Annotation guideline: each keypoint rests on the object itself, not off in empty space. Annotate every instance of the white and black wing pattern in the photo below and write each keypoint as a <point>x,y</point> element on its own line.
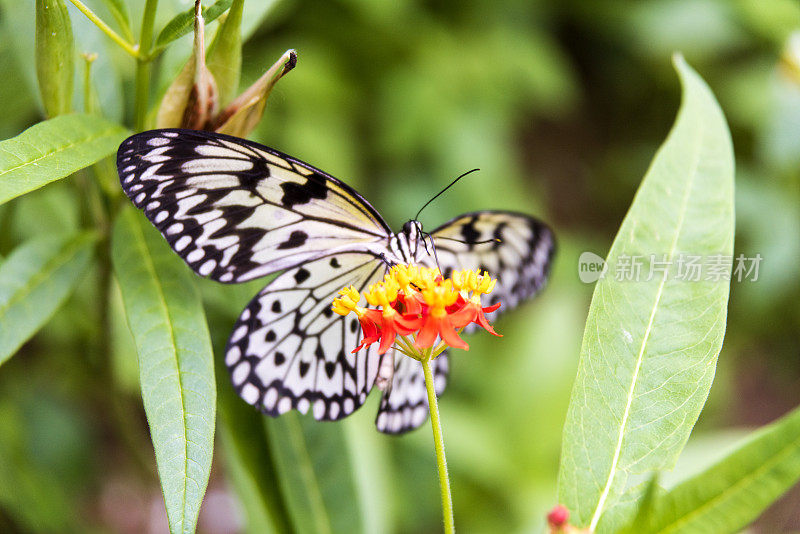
<point>515,248</point>
<point>235,210</point>
<point>289,350</point>
<point>404,407</point>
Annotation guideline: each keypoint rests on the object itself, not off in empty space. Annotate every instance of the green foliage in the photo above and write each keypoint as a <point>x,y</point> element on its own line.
<point>561,104</point>
<point>175,360</point>
<point>316,474</point>
<point>35,280</point>
<point>650,347</point>
<point>54,149</point>
<point>119,10</point>
<point>732,493</point>
<point>55,56</point>
<point>182,24</point>
<point>224,58</point>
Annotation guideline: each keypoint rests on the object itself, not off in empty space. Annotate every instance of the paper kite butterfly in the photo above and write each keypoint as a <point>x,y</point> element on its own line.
<point>235,210</point>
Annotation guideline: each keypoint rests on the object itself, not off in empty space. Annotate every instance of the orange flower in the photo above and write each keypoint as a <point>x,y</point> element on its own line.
<point>415,306</point>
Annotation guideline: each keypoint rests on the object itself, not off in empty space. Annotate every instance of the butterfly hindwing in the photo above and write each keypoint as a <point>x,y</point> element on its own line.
<point>404,407</point>
<point>288,349</point>
<point>236,210</point>
<point>515,248</point>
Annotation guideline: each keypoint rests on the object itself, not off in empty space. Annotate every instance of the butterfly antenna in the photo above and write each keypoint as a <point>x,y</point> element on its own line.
<point>423,235</point>
<point>492,240</point>
<point>385,260</point>
<point>437,195</point>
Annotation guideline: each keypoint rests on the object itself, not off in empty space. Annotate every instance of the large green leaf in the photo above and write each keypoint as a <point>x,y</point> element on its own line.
<point>35,281</point>
<point>54,149</point>
<point>650,346</point>
<point>732,493</point>
<point>176,367</point>
<point>248,460</point>
<point>182,23</point>
<point>316,474</point>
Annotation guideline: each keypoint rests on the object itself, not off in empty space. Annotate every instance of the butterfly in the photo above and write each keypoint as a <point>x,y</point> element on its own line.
<point>235,210</point>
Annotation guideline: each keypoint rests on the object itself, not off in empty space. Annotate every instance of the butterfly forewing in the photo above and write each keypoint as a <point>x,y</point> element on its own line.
<point>288,349</point>
<point>235,210</point>
<point>404,407</point>
<point>514,248</point>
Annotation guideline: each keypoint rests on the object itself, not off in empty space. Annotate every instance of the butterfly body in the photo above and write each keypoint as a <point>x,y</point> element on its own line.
<point>235,211</point>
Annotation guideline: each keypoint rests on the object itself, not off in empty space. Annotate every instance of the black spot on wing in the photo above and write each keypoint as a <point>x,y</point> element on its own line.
<point>296,239</point>
<point>330,369</point>
<point>301,275</point>
<point>294,193</point>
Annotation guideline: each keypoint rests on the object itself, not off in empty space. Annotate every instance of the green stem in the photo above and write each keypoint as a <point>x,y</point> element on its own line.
<point>438,440</point>
<point>144,64</point>
<point>105,28</point>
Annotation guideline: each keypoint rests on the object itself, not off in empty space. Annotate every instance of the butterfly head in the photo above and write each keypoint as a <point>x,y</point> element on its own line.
<point>413,228</point>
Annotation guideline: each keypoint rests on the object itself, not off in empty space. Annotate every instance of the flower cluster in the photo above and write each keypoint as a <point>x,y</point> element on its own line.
<point>417,302</point>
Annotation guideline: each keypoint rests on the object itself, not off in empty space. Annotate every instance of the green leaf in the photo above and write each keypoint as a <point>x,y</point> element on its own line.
<point>182,24</point>
<point>119,10</point>
<point>644,508</point>
<point>54,149</point>
<point>650,346</point>
<point>35,280</point>
<point>55,56</point>
<point>248,459</point>
<point>176,367</point>
<point>729,495</point>
<point>224,57</point>
<point>242,115</point>
<point>316,474</point>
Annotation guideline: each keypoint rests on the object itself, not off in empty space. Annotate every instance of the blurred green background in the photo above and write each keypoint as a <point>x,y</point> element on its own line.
<point>562,104</point>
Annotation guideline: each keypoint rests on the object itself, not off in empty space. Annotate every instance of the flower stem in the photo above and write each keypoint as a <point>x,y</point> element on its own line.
<point>105,28</point>
<point>441,461</point>
<point>144,64</point>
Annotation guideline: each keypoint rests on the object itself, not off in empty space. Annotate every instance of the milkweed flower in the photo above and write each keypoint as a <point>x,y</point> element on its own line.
<point>418,311</point>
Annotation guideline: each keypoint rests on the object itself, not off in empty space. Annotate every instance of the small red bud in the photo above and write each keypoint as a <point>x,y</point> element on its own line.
<point>558,517</point>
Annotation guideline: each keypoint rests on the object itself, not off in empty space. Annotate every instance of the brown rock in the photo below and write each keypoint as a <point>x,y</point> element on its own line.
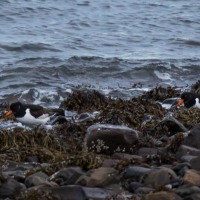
<point>195,163</point>
<point>128,157</point>
<point>159,177</point>
<point>107,138</point>
<point>162,196</point>
<point>187,150</point>
<point>103,176</point>
<point>145,151</point>
<point>38,178</point>
<point>192,177</point>
<point>193,138</point>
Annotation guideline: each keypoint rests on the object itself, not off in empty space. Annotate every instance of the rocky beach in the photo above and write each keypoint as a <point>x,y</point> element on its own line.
<point>111,149</point>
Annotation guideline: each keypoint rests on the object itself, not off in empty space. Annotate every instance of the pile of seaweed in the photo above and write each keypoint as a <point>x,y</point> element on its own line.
<point>63,145</point>
<point>66,140</point>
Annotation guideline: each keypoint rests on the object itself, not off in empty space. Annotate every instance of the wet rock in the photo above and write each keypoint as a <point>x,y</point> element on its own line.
<point>147,151</point>
<point>196,87</point>
<point>192,177</point>
<point>107,139</point>
<point>173,125</point>
<point>195,196</point>
<point>161,93</point>
<point>36,193</point>
<point>187,158</point>
<point>169,102</point>
<point>74,192</point>
<point>38,178</point>
<point>128,157</point>
<point>85,101</point>
<point>187,150</point>
<point>160,177</point>
<point>110,163</point>
<point>163,195</point>
<point>195,163</point>
<point>102,177</point>
<point>133,186</point>
<point>18,175</point>
<point>144,190</point>
<point>10,188</point>
<point>136,173</point>
<point>67,176</point>
<point>84,117</point>
<point>193,138</point>
<point>32,159</point>
<point>187,190</point>
<point>181,168</point>
<point>95,193</point>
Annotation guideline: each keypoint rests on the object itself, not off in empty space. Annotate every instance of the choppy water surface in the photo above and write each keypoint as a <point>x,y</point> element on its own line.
<point>47,48</point>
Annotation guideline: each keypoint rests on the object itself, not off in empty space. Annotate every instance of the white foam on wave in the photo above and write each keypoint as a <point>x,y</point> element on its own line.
<point>162,76</point>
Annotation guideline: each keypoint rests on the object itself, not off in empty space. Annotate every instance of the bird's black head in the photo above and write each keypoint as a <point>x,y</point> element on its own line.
<point>17,109</point>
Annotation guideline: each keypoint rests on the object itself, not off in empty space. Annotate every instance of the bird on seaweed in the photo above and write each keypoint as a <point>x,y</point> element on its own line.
<point>189,99</point>
<point>31,114</point>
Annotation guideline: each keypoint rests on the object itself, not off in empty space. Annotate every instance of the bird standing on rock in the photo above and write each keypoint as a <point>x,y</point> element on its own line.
<point>189,99</point>
<point>30,114</point>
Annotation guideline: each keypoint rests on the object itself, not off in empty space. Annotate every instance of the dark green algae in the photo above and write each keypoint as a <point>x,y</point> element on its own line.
<point>63,145</point>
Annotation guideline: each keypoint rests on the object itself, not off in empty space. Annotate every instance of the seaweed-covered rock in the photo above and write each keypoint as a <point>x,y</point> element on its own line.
<point>193,138</point>
<point>192,177</point>
<point>188,117</point>
<point>38,178</point>
<point>172,125</point>
<point>107,138</point>
<point>10,188</point>
<point>162,195</point>
<point>102,177</point>
<point>85,101</point>
<point>67,176</point>
<point>196,87</point>
<point>131,112</point>
<point>160,93</point>
<point>160,177</point>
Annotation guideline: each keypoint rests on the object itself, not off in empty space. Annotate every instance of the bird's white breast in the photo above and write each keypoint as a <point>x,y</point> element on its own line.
<point>28,119</point>
<point>197,105</point>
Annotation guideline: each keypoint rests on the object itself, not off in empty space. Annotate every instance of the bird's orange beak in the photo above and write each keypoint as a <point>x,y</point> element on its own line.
<point>10,112</point>
<point>180,102</point>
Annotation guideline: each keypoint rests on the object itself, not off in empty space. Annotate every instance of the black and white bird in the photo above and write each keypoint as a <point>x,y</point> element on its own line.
<point>30,114</point>
<point>189,99</point>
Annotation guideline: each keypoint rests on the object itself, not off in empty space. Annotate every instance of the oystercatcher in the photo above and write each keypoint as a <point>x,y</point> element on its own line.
<point>30,114</point>
<point>189,99</point>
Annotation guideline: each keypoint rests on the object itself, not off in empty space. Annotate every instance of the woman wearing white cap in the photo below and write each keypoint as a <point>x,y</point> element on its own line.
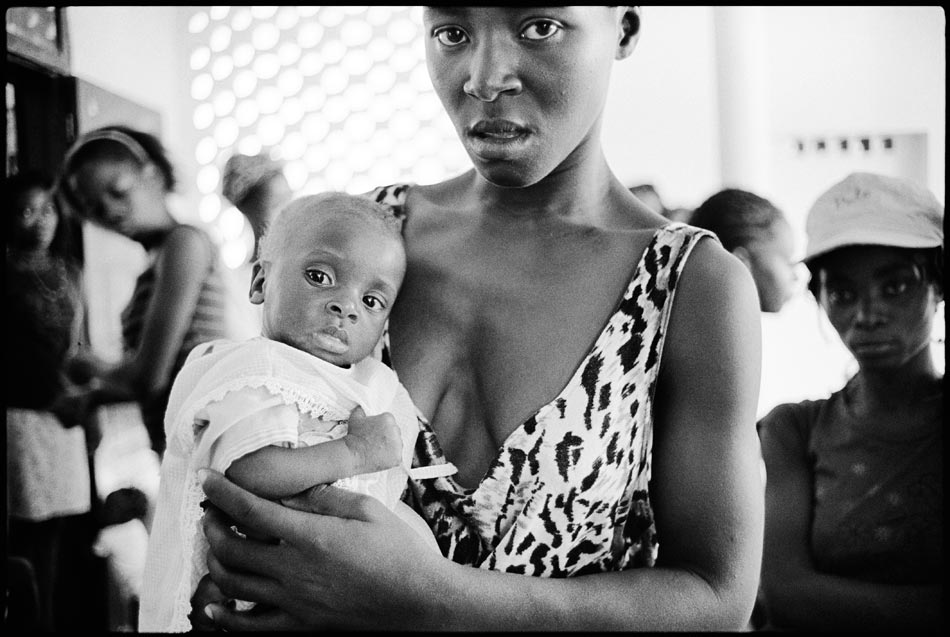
<point>854,497</point>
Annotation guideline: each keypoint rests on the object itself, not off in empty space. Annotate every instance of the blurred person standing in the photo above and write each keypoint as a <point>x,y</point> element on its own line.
<point>119,178</point>
<point>48,472</point>
<point>257,187</point>
<point>854,500</point>
<point>755,231</point>
<point>123,542</point>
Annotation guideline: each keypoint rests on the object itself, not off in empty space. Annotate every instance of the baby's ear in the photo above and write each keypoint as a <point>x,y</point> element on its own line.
<point>630,32</point>
<point>256,293</point>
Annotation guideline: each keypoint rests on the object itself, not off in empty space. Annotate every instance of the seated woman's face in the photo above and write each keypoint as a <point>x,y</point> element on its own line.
<point>524,86</point>
<point>120,195</point>
<point>35,221</point>
<point>880,302</point>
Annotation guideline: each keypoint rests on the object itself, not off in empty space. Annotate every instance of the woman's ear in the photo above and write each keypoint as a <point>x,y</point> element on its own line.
<point>630,31</point>
<point>256,293</point>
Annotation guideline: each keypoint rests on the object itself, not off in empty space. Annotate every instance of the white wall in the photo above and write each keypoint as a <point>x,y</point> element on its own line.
<point>861,69</point>
<point>832,69</point>
<point>660,121</point>
<point>136,52</point>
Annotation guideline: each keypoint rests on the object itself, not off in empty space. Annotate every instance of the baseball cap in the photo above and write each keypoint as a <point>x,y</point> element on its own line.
<point>871,209</point>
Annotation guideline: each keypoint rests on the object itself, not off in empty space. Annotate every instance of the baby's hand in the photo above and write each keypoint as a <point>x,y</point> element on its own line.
<point>374,441</point>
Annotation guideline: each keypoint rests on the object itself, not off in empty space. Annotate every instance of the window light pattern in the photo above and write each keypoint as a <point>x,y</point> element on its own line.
<point>340,94</point>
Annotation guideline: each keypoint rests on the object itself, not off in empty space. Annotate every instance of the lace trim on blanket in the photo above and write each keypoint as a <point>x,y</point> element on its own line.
<point>305,399</point>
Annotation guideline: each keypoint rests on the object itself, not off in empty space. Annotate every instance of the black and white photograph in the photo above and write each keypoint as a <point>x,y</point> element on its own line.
<point>605,318</point>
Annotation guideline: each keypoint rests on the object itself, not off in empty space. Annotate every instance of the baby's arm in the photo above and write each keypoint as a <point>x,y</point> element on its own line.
<point>274,472</point>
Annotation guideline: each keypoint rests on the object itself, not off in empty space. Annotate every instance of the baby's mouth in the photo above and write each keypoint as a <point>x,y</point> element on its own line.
<point>333,339</point>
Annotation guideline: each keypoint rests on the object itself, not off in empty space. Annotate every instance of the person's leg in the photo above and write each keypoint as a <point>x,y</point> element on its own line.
<point>38,542</point>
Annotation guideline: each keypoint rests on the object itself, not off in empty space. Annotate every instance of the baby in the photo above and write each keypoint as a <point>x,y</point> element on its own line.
<point>271,412</point>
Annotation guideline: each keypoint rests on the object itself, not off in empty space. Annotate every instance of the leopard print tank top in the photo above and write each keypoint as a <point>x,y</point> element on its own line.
<point>568,493</point>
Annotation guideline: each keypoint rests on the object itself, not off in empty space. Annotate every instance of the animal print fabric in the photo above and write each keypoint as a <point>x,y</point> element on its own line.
<point>568,493</point>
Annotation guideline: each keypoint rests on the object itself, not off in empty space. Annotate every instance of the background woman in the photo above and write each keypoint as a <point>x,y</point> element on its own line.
<point>854,497</point>
<point>48,478</point>
<point>119,178</point>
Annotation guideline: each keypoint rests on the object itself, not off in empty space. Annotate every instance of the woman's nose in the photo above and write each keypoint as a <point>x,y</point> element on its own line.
<point>492,72</point>
<point>343,308</point>
<point>868,313</point>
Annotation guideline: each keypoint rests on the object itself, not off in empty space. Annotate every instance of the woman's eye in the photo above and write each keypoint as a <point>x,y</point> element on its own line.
<point>540,30</point>
<point>450,36</point>
<point>319,277</point>
<point>896,288</point>
<point>373,303</point>
<point>840,297</point>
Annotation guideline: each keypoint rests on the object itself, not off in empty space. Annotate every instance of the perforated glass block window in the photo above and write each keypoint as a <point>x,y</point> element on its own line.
<point>340,94</point>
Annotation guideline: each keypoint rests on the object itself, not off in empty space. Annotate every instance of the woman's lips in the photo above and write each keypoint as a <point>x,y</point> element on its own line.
<point>500,129</point>
<point>494,139</point>
<point>873,348</point>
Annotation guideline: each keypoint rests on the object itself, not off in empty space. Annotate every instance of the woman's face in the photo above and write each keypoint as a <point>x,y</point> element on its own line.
<point>36,220</point>
<point>880,303</point>
<point>524,86</point>
<point>120,195</point>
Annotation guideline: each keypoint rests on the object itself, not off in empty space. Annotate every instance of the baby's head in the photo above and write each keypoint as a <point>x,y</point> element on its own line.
<point>329,269</point>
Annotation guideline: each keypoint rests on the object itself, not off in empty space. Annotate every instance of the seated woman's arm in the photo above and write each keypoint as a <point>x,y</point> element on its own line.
<point>708,512</point>
<point>797,595</point>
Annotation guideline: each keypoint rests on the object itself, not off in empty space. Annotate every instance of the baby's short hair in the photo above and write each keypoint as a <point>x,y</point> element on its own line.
<point>335,202</point>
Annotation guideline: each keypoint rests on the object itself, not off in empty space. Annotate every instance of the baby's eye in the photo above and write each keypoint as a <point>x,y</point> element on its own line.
<point>374,302</point>
<point>319,276</point>
<point>450,36</point>
<point>540,30</point>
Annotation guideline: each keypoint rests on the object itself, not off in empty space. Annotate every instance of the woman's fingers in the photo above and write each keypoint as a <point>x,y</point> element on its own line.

——

## [Task to carry out]
Could you write out, exactly, each line of the data above from the one containing "the baby's head" through the last, including both?

## [Exercise answer]
Annotation guideline: each keypoint rests on the object itself, not off in empty space. Annotate every instance of the baby's head in the photo above and write each keypoint as a <point>x,y</point> element on its own line.
<point>329,269</point>
Annotation guideline: each keypoint rests on the object itself, not off in empty space. Annotate every instance of the seated woman's arm in the photo above and write each keypoint as a <point>x,y</point> element on its own line.
<point>708,512</point>
<point>797,595</point>
Annotation guideline: each keypoint rests on the object itself, not off in empty space. Annotate every instance of the baby's short hair in the photo above and write each keypoint as a <point>x,y</point> element on its own line.
<point>335,202</point>
Annotation guideline: each keypoint rests on the object itself, not off in empty space. Annotate every instance of the baby's eye in the photo above and write each keypoint as a <point>x,y</point> element on its own line.
<point>374,302</point>
<point>319,276</point>
<point>450,36</point>
<point>540,30</point>
Annotation guideline: each keypoint rests on the object itself, not off in empty space. Annotate every instance of the woman's fingers in the photo above and write each keypoint as a <point>x,y</point> element on its own line.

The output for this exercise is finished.